# Assignment
Copy the entries word for word. Keep the pictures out.

(Stored data)
========

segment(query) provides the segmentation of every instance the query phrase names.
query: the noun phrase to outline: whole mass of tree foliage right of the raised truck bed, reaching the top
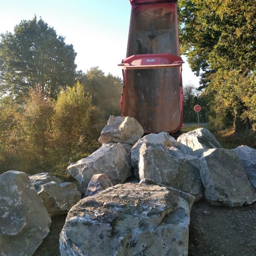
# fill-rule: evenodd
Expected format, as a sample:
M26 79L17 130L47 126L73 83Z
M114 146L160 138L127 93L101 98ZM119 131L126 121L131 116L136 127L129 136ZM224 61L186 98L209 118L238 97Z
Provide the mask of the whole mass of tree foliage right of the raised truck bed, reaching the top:
M256 130L256 0L179 0L178 6L181 53L201 75L210 121Z

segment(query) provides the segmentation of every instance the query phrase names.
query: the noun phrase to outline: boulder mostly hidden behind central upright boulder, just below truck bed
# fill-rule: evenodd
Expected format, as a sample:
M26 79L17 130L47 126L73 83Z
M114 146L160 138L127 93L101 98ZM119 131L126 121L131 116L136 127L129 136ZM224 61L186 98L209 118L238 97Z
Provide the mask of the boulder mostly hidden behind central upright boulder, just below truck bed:
M161 144L164 148L178 145L174 137L170 136L167 132L160 132L159 134L148 134L137 141L131 149L131 163L134 168L134 175L139 179L139 157L140 147L143 143Z

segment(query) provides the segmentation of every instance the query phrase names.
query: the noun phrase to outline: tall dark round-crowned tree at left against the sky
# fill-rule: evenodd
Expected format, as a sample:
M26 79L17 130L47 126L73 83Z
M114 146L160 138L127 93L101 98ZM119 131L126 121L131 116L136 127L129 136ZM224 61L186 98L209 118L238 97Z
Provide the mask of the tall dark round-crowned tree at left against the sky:
M72 44L42 19L22 20L14 33L0 36L0 93L16 100L28 95L29 88L40 87L49 97L72 85L76 77L76 52Z

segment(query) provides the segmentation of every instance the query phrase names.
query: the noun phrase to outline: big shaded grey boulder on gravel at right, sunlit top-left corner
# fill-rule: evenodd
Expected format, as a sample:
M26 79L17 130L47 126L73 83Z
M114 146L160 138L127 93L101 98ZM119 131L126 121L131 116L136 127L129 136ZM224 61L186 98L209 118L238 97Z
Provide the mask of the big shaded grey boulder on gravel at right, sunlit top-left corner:
M205 187L205 198L214 205L230 207L252 204L256 193L236 152L213 148L199 159L201 179Z

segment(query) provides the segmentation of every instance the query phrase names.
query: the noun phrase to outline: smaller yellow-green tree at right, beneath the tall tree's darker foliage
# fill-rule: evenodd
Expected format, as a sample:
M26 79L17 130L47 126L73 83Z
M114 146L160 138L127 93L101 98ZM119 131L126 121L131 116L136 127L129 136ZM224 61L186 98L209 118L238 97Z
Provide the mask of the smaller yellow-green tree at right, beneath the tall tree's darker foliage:
M244 77L238 71L219 70L207 87L206 95L211 106L211 122L224 129L232 124L235 132L256 130L256 81L255 77Z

========

# Solved problem
segment(query) provides the segmentation of every instance the query phrase names.
query: the noun phrase to outline: whole mass of tree foliage right of the raised truck bed, reaching the top
# fill-rule: evenodd
Expected format, as a sample:
M26 79L17 130L47 126L73 83Z
M114 146L160 138L127 93L101 98ZM119 131L126 121L131 116L136 127L129 136ZM224 61L186 98L209 118L238 97Z
Provide the mask of the whole mass of tree foliage right of the raised truck bed, reaching the top:
M256 130L256 0L179 0L178 6L181 53L201 75L210 121Z

segment(query) provides the segmentation of every instance the query phrase names.
query: the noun phrase to outline: boulder mostly hidden behind central upright boulder, just below truck bed
# fill-rule: evenodd
Expected format, as a sample:
M26 79L17 130L47 126L73 83Z
M114 146L160 138L127 93L101 98ZM119 131L126 121L131 116L136 127L129 136ZM224 61L186 98L209 118L238 97Z
Provide the mask of the boulder mostly hidden behind central upright boulder, just below truck bed:
M161 144L164 148L178 145L174 137L170 136L167 132L160 132L159 134L148 134L137 141L131 149L131 163L134 168L134 175L139 179L139 157L140 147L143 143Z

segment(query) provides the segmentation of every instance the query phrase names.
query: the noun phrase to outline: tall dark round-crowned tree at left against the sky
# fill-rule: evenodd
Expected format, as a sample:
M26 79L17 130L47 126L73 83Z
M114 146L160 138L127 93L101 98ZM119 131L126 121L131 116L136 127L129 136ZM224 61L186 98L209 118L238 97Z
Provide the mask of the tall dark round-crowned tree at left against the sky:
M72 44L42 19L22 20L14 33L0 36L0 93L16 100L28 95L29 88L40 87L49 97L72 85L76 77L76 52Z

segment(query) provides the segmentation of every instance the query phrase names.
query: the noun phrase to outline: big shaded grey boulder on gravel at right, sunlit top-left corner
# fill-rule: evenodd
Expected format, as a sample:
M26 79L17 130L47 126L73 83Z
M114 146L160 138L127 93L101 98ZM119 131L126 121L131 116L136 127L129 136ZM224 61L186 98L209 118L238 97Z
Provide the mask of the big shaded grey boulder on gravel at right, sunlit top-left corner:
M205 187L205 198L214 205L230 207L252 204L256 193L236 152L213 148L199 159L201 179Z

segment(query) provides the segmentation of every instance the query phrase names.
query: the noun phrase to outline: smaller yellow-green tree at right, beneath the tall tree's darker foliage
# fill-rule: evenodd
Expected format, as a sample:
M26 79L17 130L47 126L73 83Z
M114 146L160 138L127 93L101 98ZM119 131L126 121L131 116L136 127L129 136ZM224 61L186 98L209 118L238 97Z
Provide the mask of the smaller yellow-green tree at right, beneath the tall tree's darker foliage:
M244 77L238 71L219 70L207 87L206 95L211 106L211 122L224 129L232 124L235 132L256 130L256 81L255 77Z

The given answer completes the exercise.